# Exercise aim:
Please continue the Happy Home Designer review below, starting right after its final sentence.

# Quoted passage:

* START *

Being a spin-off, Happy Home Designer does indeed remove many of the past-times one would expect from the usual life sim experience. You can't decide to just "go fishing" or grab a shovel and go "digging up fossils". Instead, you have a job, and your job is what you do. Where Animal Crossing represents an idealistic, quaint, relaxing way of life that many of us find so appealing due to its escapism from the hustle and bustle of our own lives, Happy Home Designer shows us what it's like to actually have a job within the universe of Animal Crossing. So put that bug-catching net away and prepare for work!
Your position is that of a realtor-designer, in charge of planning, designing and decorating homes for the numerous animals who demand your services. The animals are dictated at random, and are found wandering around the central hub. Approaching them and accepting their request is how you initiate the project, setting up a meeting in your office in order to advance the process. The first step is to chose a section of the map, each with their own terrain and characteristics. For example - you may choose to give your customer a lovely beachside home or one that sits on the edge of a river bank. The "Season" can be chosen too, giving you the choice to let an animal live in all-round scorching summer or perpetual winter - *shudders*.
Once the basics have been chosen, you go about designing the house itself. This involves picking from an ever increasing selection of wall materials, roof types, doors and fences. The combinations and styles are almost endless, and picking the right styles can be a tricky decision. When the exterior is decided upon, you can proceed to decorate the inside and (as a first for the series) the outside of the home, choosing from features such as swimming pools or sand pits. The catalogue of furniture and house styles, while being large - is still limited to begin with. However, expanding them is simple and doesn't require a daily trip to the Nook's Cranny. Upon taking a request from a critter, the relevant "set" for the request becomes available. Should your requester want a "spooky" themed home - much of the halloween set will become unlocked for that (and subsequent) home designs. This is a quick and easy way to expand upon the possibilities, and doesn't feel as time consuming or taxing as building up furniture sets did in the main series. Clients will also have a number of items awaiting unboxing when you begin a redesign that must be incorporated into the overall design, because animals can be sentimental too.

* END *

# Supplied entries:
* START *

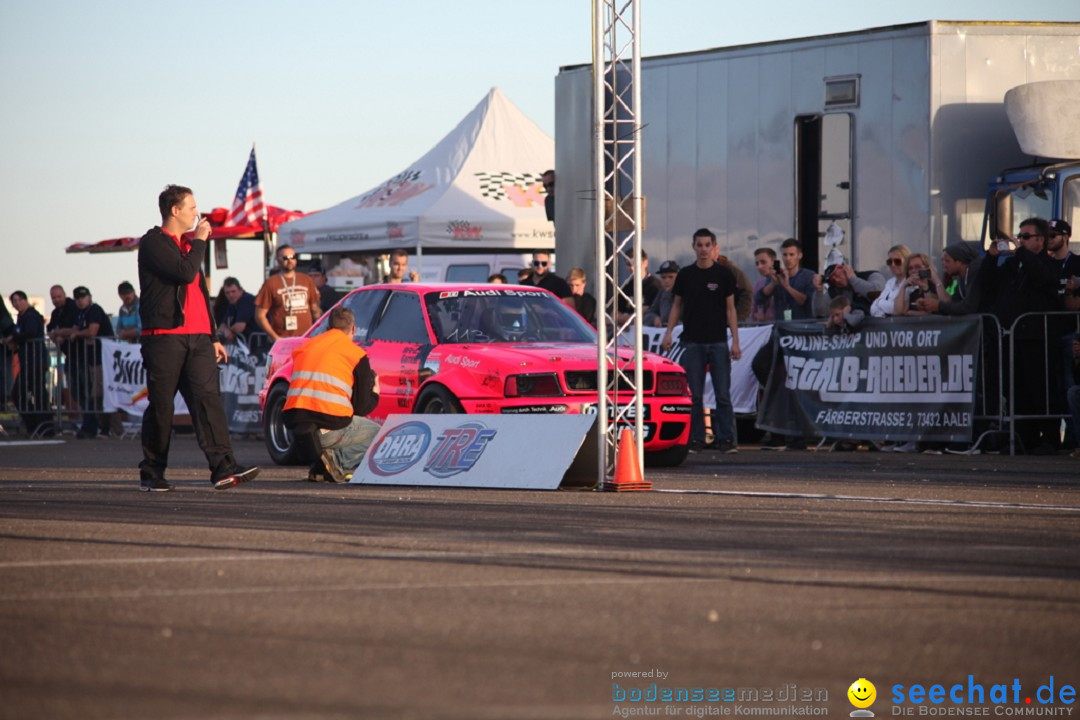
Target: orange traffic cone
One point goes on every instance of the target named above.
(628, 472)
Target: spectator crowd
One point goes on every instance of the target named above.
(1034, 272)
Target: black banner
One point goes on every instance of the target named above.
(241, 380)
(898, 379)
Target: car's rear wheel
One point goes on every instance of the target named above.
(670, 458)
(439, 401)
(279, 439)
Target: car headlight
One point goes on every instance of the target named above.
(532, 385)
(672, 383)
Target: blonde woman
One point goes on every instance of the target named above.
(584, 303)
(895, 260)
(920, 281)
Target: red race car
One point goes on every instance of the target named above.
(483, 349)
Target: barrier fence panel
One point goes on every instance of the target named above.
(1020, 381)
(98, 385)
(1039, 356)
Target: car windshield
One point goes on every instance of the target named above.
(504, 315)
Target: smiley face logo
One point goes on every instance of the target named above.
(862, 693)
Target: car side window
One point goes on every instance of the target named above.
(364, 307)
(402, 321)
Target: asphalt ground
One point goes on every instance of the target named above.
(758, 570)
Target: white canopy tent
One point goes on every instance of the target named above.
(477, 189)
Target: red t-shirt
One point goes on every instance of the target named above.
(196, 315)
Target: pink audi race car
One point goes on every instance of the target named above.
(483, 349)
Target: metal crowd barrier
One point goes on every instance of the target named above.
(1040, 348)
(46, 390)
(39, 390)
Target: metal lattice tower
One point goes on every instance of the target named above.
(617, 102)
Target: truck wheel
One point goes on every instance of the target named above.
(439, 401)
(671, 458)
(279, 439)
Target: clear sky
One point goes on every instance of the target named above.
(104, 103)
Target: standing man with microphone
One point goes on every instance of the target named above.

* END *

# Answer below:
Besides this method, "courses" can be studied up back at your desk. These are exchanged for play coins, and can teach you the ability to add more forms of decorations to your home designs, such as "ceiling decorations", another all new form of adornment. The customisation is done in far greater depth and with a lot more freedom than you ever had when styling your own home in past Animal Crossing titles, which feels incredibly refreshing, and its in this ability to pick an almost endless selection of furniture in which Happy Home Designer's greatest appeal lies. Once a client's request has been fulfilled and the critter in question is satisfied, they move into their new home and your job is complete until you decide to take on the next request. Like Animal Crossing amiibo Festival, Happy Home Designer also does away with the "real-time clock" system - a feature so widely recognised with the Animal Crossing series. Instead, Happy Home Designer simply gives you a "working day". Once your tasks are complete, day turns to night and while certain facilities may become closed or unavailable, there is no pressure to end the working day until you choose to do so.
The huge expanse in customisation isn't simply limited to homes and buildings. Players now have greater control over their own appearance from the get go, allowing them to truly create an avatar of themselves. The addition of choices for skin colour is an extremely welcome feature, and hopefully one which transitions into the main series of games. Besides this, animal's clothes can be chosen and "roles" can be assigned. For example, certain animals can be chosen to teach in the nearby school, or work behind the counter in the café. Happy Home Designer really lets you play God, tailoring every minute detail to your personal preference. The most enjoyable feature, and certainly most valid "purpose" for Happy Home Designer, is to arrange these many homes and public buildings into miniature diorama like scenes. In this sense, Happy Home Designer is like a little dolls house simulator, allowing you to position the items, animals and various other features however you see fit, before utilising the many camera angles to snap the perfect shot and show off your creations to the world.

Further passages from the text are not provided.